--- Written exercise ---
How many lines in the rows below contain the string "leather", matching case exactly? Reply with the number alone.

++++ Records

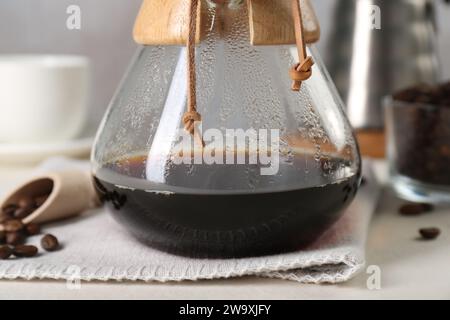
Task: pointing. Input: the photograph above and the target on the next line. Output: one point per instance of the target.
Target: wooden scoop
(69, 194)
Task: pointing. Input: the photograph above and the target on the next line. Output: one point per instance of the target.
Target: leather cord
(303, 70)
(191, 116)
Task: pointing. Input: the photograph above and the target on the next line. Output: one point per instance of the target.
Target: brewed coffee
(212, 212)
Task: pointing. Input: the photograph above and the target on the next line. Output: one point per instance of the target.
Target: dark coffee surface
(223, 225)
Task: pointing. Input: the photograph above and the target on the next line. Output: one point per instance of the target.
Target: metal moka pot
(378, 47)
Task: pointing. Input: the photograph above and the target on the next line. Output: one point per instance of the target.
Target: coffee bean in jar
(418, 125)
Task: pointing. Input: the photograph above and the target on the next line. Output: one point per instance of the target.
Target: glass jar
(278, 167)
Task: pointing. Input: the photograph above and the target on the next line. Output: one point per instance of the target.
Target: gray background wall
(38, 26)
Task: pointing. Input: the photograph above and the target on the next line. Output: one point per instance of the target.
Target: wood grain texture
(271, 22)
(372, 143)
(165, 22)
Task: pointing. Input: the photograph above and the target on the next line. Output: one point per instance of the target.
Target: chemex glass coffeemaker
(227, 137)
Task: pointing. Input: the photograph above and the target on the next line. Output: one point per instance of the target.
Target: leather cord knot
(189, 119)
(301, 72)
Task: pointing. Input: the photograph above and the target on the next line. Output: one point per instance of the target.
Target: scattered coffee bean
(49, 243)
(15, 238)
(13, 225)
(4, 218)
(39, 201)
(9, 210)
(26, 203)
(363, 181)
(22, 213)
(5, 252)
(24, 251)
(2, 237)
(414, 209)
(429, 233)
(427, 207)
(32, 229)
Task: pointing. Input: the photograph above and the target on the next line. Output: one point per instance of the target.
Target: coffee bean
(15, 238)
(13, 225)
(32, 229)
(9, 210)
(49, 243)
(429, 233)
(22, 213)
(25, 251)
(2, 237)
(427, 207)
(5, 252)
(4, 218)
(363, 181)
(411, 209)
(39, 201)
(26, 203)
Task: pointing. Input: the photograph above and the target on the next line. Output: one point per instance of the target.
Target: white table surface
(409, 268)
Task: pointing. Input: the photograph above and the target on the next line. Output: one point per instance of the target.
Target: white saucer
(27, 154)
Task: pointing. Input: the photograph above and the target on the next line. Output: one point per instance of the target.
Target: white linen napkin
(95, 247)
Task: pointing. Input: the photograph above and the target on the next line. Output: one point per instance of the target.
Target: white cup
(43, 98)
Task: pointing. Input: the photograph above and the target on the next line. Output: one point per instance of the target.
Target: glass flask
(278, 167)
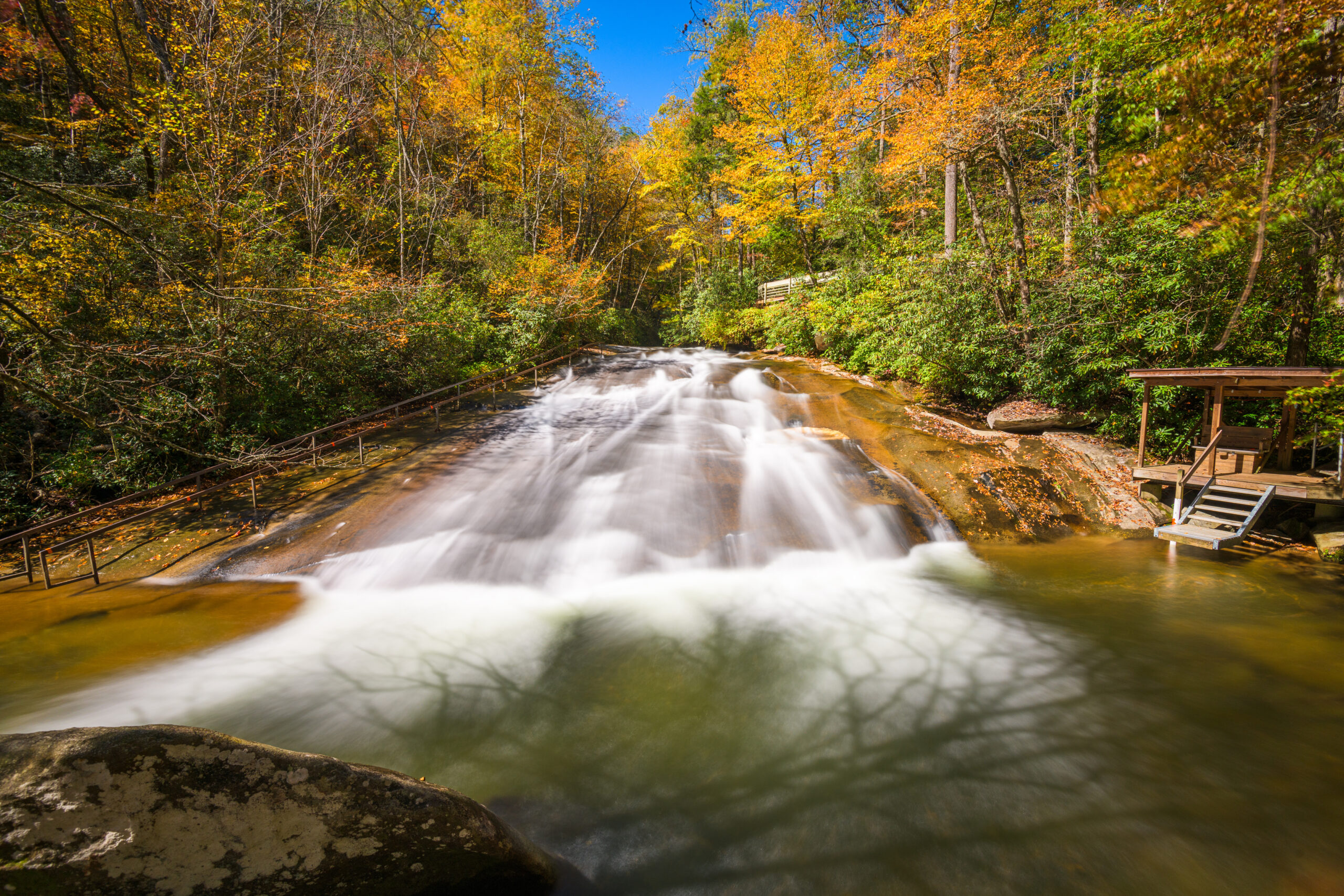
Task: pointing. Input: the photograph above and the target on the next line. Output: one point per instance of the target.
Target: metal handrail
(1194, 467)
(268, 465)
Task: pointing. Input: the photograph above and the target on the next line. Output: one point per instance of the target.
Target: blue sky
(637, 53)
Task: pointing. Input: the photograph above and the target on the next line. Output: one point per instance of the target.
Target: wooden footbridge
(1230, 467)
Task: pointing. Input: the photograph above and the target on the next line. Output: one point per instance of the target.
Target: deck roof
(1240, 382)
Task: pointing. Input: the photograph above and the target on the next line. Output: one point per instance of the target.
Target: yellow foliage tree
(795, 133)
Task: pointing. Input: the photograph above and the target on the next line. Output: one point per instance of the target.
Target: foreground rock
(1033, 417)
(164, 809)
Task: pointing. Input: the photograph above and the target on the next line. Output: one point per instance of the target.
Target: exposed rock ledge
(164, 809)
(1033, 417)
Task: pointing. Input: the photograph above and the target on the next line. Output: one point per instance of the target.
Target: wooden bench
(1241, 449)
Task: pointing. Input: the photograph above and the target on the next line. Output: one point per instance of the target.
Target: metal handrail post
(93, 562)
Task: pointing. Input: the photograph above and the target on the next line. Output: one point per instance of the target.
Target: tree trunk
(1304, 307)
(949, 175)
(1019, 227)
(979, 224)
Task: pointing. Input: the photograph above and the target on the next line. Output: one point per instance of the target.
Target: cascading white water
(654, 562)
(658, 462)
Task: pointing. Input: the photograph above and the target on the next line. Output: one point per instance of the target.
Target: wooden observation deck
(1232, 462)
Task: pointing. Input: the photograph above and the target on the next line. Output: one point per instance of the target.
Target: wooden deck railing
(272, 460)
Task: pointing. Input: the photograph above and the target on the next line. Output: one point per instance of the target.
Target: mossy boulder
(172, 810)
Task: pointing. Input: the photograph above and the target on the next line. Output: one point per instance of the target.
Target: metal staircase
(1220, 516)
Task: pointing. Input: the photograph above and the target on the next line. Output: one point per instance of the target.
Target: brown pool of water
(61, 640)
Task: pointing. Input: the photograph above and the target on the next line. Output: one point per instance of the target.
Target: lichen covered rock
(1330, 541)
(172, 810)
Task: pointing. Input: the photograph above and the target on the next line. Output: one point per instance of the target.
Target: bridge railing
(275, 458)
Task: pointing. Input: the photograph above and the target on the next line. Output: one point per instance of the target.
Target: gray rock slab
(182, 812)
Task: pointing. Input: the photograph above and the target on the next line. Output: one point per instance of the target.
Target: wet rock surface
(994, 486)
(166, 809)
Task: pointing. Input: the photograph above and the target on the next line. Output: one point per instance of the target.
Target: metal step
(1241, 513)
(1198, 536)
(1235, 524)
(1229, 489)
(1194, 525)
(1226, 500)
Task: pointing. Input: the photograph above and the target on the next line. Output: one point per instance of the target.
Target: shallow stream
(695, 647)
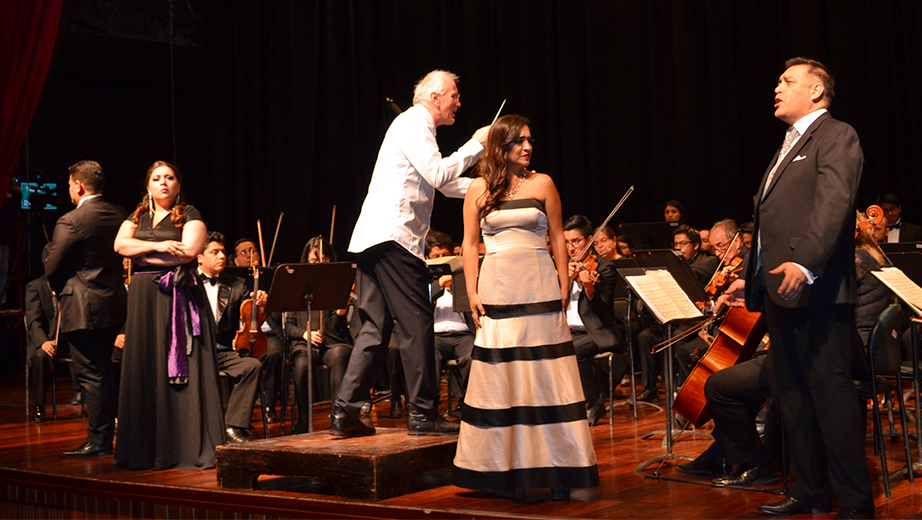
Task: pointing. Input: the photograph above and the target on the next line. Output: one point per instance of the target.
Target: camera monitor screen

++++++++

--- The reply ---
2